* Activity:
Once the data has been read, print it back in full, exactly.

* Available records:
»»

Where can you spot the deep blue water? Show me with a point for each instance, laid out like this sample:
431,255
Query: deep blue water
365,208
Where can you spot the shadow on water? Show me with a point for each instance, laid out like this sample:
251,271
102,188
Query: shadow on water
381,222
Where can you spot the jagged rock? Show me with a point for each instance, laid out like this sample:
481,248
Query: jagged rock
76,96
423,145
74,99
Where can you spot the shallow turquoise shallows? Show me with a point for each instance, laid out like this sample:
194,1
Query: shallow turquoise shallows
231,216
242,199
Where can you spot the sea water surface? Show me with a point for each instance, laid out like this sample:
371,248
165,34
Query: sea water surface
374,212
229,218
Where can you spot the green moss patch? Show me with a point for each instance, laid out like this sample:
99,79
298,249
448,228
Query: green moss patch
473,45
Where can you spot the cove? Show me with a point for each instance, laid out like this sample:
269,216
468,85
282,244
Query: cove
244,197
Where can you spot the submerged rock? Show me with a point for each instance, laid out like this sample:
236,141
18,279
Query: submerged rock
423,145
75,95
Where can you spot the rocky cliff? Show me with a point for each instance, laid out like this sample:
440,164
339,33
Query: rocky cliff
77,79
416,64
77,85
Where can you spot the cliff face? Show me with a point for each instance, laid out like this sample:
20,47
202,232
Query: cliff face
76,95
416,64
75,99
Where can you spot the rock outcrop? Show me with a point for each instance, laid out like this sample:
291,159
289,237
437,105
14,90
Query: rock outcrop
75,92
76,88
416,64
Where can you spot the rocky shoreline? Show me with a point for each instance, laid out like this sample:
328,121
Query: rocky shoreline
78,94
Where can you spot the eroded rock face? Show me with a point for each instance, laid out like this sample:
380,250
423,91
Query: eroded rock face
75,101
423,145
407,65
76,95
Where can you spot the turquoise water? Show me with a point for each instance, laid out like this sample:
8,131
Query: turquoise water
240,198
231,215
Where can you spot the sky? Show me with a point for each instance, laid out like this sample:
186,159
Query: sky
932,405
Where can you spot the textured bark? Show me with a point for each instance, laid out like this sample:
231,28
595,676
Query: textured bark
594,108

««

* Response below:
Where can you spot the deep blue water? Show me with a point for each instance, laid out like this sample:
431,255
Query: deep blue water
365,208
Where can you spot the shadow on water? Show me with a point for each instance, laid out like this sample:
251,271
102,188
Query: shadow on water
381,222
Where can you spot the jagged rock? Show me with a point for each instance, laid out like this sample:
481,248
Query: jagged rock
76,96
423,145
74,99
Where can you spot the shallow turquoise shallows? Show me with a point for each instance, laid out like this sample:
194,1
Query: shallow turquoise shallows
231,216
242,199
Where can you spot the sea water surface? Show me with a point for each instance, laid out like this sample:
371,248
165,34
Query: sea water surface
374,212
229,218
Where can you spot the green moss patch? Show me with a point for each instance, laid out like this sample:
99,79
298,249
448,228
Query: green moss patch
473,45
Where can you spot the cove? Show me with a point for each instance, laid out like this sample:
269,216
468,85
282,244
Query: cove
244,197
Where can you spot the submerged rock? Show me with a point for each instance, laid out like this sample:
236,141
18,279
Query: submerged rock
423,145
75,95
Where can you spot the rocky cliff? Show me with a point for each instance, laid out like this sample:
440,164
339,33
Query: rocky cliff
77,79
416,64
77,85
Where can you spot the cliff face? Show me with a point for each instance, laid out like this sample:
20,47
202,232
Query: cliff face
76,95
416,64
75,99
Where can you spot the rock outcrop? Show me with a point for each instance, laid out like this sample:
291,159
289,237
437,105
14,90
Query: rock outcrop
75,92
76,88
416,64
Where can you spot the rocky shoreline? Show me with a point for each instance, laid out like this sample:
328,121
Query: rocky shoreline
78,94
Where can you spot the eroded rock face? Show me with a point for each instance, laid out like this sample:
380,250
423,91
Query: eroded rock face
75,101
423,145
407,65
76,95
Where can you spot the turquoise water? Show me with a point for each instance, laid out like this sample:
8,131
Query: turquoise water
240,198
231,215
Where can you spot the sky? Show me with a point for each instance, laid out like this sample:
186,159
Query: sky
932,405
Where can you spot the textured bark? Show me with a point for each instance, laid out like this sample:
231,28
595,676
Query: textured bark
594,108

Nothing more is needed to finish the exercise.